## УСЛОВИЕ ЗАДАНИЯ:
Когда, согласно тексту о границах естественного познания, духовно-душевное высвобождается и до определенной степени становится свободным?

## ИСХОДНЫЙ ТЕКСТ:

Границы естественного познания - Страница 19
Туг речь идет о том, чтобы осознать, что для восточных мудрецов, для так называемых посвященных Востока, был необходим некий другой образ жизни, другое отношение к трактовке восприятий, мышления, чувства и желания, нежели то, которое имеет человек в обычной жизни. Мы можем прийти к некоему пониманию того, что, по сути дела, существовало там как путь развития в высшие миры, если посмотрим на следующее. В определенном возрасте мы развиваем к большей свободе и к большей независимости то, что мы называем духовно-душевным. Можно, например, привести характеристику того, как духовно-душевное, действующее в теле организующе в первые годы детства, затем со сменой зубов высвобождается и до определенной степени становится свободным; как далее человек живет свободно со своим "Я" в этом духовно-душевном; как это духовно-душевное отдает ему себя, в то время как прежде - если я могу так выразиться -оно занималось созиданием тела. Теперь же, по мере того как мы все больше и больше врастаем в жизнь, вступает то, что прежде всего ради обычного сознания в самом зародыше подавляет развитие этого освобожденного духовно-душевного в направлении духовного мира. Мы как люди в своей жизни между рождением и смертью должны проделать путь, который встраивает нас во внешний, земной мир как пригодных для него существ. Мы должны усвоить способности, дающие нам возможность ориентироваться во внешнем чувственно-физическом мире. Кроме того, мы должны выработать такие способности, которые делают нас полезными членами в социальной жизни, совместной с другими людьми.

## ЗАПИСАННЫЕ ДАННЫЕ:
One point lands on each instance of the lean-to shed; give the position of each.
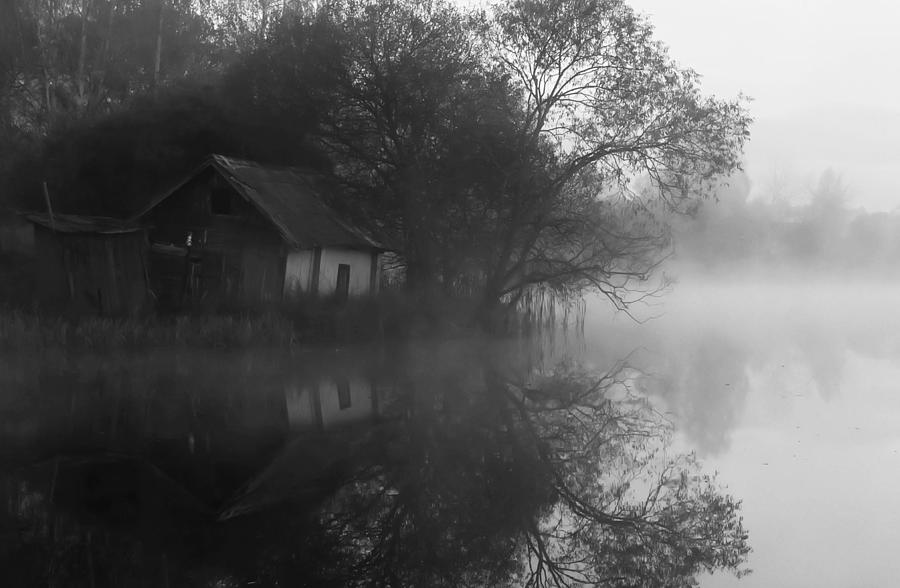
(89, 264)
(236, 232)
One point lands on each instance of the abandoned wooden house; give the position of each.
(237, 233)
(89, 264)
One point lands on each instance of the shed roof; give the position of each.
(74, 223)
(288, 197)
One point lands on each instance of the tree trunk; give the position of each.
(154, 86)
(82, 51)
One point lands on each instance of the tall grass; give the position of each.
(29, 331)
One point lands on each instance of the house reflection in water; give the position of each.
(330, 401)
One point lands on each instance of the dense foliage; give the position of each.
(527, 146)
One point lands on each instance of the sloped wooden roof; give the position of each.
(288, 197)
(74, 223)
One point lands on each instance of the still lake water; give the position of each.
(124, 470)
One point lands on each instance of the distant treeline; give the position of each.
(497, 149)
(822, 235)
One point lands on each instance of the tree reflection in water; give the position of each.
(485, 475)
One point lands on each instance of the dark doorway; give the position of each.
(343, 286)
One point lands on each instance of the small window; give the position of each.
(343, 285)
(343, 393)
(220, 201)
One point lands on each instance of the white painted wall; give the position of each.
(298, 272)
(360, 263)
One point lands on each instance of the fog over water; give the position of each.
(789, 390)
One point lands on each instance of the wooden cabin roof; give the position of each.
(73, 223)
(288, 197)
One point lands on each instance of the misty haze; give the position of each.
(403, 293)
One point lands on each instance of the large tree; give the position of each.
(503, 152)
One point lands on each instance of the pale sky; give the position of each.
(824, 79)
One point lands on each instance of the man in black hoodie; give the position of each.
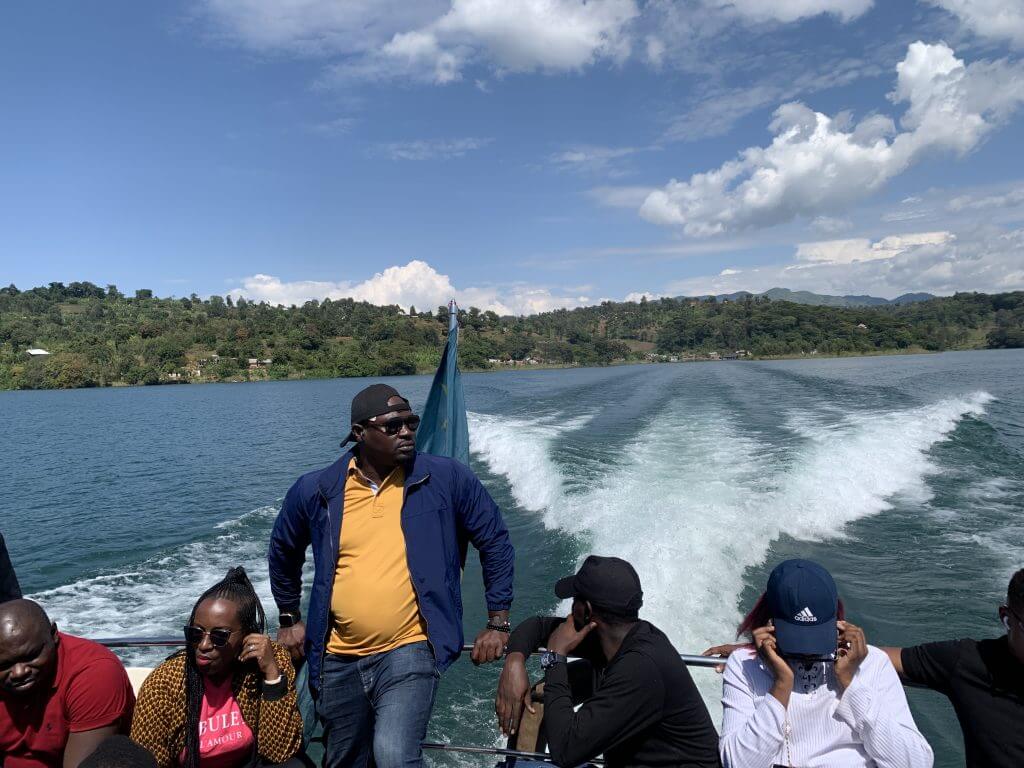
(640, 707)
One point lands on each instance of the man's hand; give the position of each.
(488, 645)
(852, 650)
(513, 693)
(721, 650)
(764, 641)
(294, 638)
(565, 639)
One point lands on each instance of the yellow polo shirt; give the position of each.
(373, 605)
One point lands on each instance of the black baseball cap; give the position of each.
(373, 401)
(804, 605)
(607, 583)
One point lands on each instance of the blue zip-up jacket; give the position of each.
(444, 508)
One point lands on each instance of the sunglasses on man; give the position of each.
(219, 637)
(391, 427)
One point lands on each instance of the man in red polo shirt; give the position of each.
(59, 695)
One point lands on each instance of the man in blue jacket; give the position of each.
(389, 529)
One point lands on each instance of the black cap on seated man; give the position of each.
(984, 681)
(642, 710)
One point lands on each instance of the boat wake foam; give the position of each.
(697, 500)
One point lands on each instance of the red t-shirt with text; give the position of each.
(224, 738)
(90, 690)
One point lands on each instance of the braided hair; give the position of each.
(237, 588)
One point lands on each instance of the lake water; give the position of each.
(902, 475)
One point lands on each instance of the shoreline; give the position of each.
(538, 367)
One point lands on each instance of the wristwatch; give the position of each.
(549, 658)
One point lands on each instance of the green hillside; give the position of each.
(99, 337)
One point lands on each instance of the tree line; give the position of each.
(98, 336)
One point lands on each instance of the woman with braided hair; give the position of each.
(228, 699)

## ОТВЕТ НА ЗАДАНИЕ:
Со сменой зубов.